(Information shown):
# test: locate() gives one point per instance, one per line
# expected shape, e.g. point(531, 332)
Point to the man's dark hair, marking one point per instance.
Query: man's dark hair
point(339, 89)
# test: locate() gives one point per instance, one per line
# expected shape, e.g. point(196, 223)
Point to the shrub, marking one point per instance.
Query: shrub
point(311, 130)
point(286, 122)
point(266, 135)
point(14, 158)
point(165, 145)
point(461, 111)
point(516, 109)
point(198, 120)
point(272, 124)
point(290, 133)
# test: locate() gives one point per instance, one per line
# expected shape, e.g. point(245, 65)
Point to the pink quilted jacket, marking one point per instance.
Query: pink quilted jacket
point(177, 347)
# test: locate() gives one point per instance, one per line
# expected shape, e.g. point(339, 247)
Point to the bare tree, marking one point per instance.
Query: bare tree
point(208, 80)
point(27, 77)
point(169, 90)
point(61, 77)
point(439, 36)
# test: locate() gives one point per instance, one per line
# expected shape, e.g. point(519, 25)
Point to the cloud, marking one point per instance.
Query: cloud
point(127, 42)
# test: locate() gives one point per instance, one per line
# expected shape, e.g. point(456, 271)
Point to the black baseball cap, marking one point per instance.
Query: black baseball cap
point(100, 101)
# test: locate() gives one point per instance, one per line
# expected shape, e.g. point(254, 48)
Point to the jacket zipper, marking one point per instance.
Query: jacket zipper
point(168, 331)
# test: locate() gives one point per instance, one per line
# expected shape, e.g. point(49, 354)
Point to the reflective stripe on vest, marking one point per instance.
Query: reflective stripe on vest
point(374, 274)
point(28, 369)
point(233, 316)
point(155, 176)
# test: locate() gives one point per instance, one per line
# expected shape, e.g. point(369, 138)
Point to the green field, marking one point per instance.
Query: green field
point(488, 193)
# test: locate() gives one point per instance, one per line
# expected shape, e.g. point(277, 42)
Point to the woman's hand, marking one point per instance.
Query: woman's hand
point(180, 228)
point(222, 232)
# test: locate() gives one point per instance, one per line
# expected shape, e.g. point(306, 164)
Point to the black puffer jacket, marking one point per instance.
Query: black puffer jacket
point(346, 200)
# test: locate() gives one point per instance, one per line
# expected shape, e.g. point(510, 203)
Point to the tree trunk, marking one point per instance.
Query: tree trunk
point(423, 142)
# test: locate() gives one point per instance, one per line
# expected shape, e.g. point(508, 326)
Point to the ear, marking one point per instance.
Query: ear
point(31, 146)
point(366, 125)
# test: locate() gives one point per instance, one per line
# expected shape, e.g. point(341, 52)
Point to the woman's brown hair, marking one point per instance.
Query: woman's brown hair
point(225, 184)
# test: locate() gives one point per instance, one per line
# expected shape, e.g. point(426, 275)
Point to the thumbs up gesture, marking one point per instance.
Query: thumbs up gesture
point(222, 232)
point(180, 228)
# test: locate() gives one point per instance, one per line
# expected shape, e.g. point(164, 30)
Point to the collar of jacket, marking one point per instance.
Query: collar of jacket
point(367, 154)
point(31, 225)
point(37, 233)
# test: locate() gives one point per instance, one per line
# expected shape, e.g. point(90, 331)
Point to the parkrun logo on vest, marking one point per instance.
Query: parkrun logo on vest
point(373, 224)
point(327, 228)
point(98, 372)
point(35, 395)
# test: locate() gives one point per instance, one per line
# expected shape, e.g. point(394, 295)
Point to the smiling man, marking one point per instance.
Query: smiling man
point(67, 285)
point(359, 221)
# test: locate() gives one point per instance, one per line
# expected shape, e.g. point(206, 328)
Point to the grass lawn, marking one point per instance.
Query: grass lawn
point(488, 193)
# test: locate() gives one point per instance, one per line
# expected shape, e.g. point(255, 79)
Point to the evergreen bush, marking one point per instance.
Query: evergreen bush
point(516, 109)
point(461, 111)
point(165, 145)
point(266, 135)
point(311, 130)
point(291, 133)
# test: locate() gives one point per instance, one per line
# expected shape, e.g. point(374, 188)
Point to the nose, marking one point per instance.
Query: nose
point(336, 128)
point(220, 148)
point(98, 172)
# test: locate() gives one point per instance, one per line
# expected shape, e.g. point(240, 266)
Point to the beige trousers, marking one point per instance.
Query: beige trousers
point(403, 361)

* * *

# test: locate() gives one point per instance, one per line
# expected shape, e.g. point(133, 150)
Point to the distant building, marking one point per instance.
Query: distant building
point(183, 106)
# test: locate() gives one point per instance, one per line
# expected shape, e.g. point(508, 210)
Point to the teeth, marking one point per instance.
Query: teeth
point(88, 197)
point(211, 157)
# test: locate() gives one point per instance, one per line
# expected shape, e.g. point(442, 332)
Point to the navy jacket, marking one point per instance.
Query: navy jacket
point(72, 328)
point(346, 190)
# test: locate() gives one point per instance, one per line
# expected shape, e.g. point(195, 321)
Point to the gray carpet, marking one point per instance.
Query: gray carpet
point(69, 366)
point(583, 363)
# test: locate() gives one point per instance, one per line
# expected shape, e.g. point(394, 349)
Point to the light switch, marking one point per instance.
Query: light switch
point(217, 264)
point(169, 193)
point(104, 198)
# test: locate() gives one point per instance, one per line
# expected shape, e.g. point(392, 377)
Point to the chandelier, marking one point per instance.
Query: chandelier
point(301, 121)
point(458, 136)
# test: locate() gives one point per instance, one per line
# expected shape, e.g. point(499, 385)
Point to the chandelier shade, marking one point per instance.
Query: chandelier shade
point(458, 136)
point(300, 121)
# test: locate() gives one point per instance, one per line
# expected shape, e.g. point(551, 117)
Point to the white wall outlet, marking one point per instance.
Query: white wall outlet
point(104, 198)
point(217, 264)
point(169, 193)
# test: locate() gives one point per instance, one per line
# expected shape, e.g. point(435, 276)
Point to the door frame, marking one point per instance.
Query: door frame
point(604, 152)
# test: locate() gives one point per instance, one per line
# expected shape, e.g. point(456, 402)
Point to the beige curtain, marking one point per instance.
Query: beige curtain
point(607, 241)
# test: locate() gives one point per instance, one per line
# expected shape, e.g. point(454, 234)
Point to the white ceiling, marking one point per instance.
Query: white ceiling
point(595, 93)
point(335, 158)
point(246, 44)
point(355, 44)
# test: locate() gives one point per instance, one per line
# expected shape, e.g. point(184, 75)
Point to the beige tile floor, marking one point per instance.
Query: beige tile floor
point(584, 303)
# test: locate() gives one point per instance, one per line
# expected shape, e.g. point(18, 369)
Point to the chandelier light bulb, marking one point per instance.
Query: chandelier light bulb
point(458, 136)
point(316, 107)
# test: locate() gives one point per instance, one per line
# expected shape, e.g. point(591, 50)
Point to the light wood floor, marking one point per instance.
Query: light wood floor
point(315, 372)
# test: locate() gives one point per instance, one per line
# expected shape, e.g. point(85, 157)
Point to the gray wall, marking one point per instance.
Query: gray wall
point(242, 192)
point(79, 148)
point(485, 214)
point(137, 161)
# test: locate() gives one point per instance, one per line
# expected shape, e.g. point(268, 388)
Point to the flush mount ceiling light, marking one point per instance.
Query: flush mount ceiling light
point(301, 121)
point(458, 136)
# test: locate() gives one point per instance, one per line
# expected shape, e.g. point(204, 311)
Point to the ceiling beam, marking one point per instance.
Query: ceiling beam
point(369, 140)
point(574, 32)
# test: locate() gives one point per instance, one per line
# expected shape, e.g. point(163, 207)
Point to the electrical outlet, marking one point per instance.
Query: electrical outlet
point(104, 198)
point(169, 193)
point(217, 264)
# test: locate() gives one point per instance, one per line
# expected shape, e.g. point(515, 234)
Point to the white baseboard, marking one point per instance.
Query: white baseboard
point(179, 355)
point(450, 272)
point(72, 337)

(The problem):
Gather every line of the records above that contains the string "light". Treat uppercase and lowercase letters as different.

(Correct response):
Point to the light switch, marking one point per instance.
Query: light switch
Point to the chandelier light bulb, marking one point per instance.
Query: chandelier light bulb
Point to the light wood floor, marking one point per instance.
Query: light wood floor
Point to the flush mount ceiling light, marking one point per instance.
Query: flush mount ceiling light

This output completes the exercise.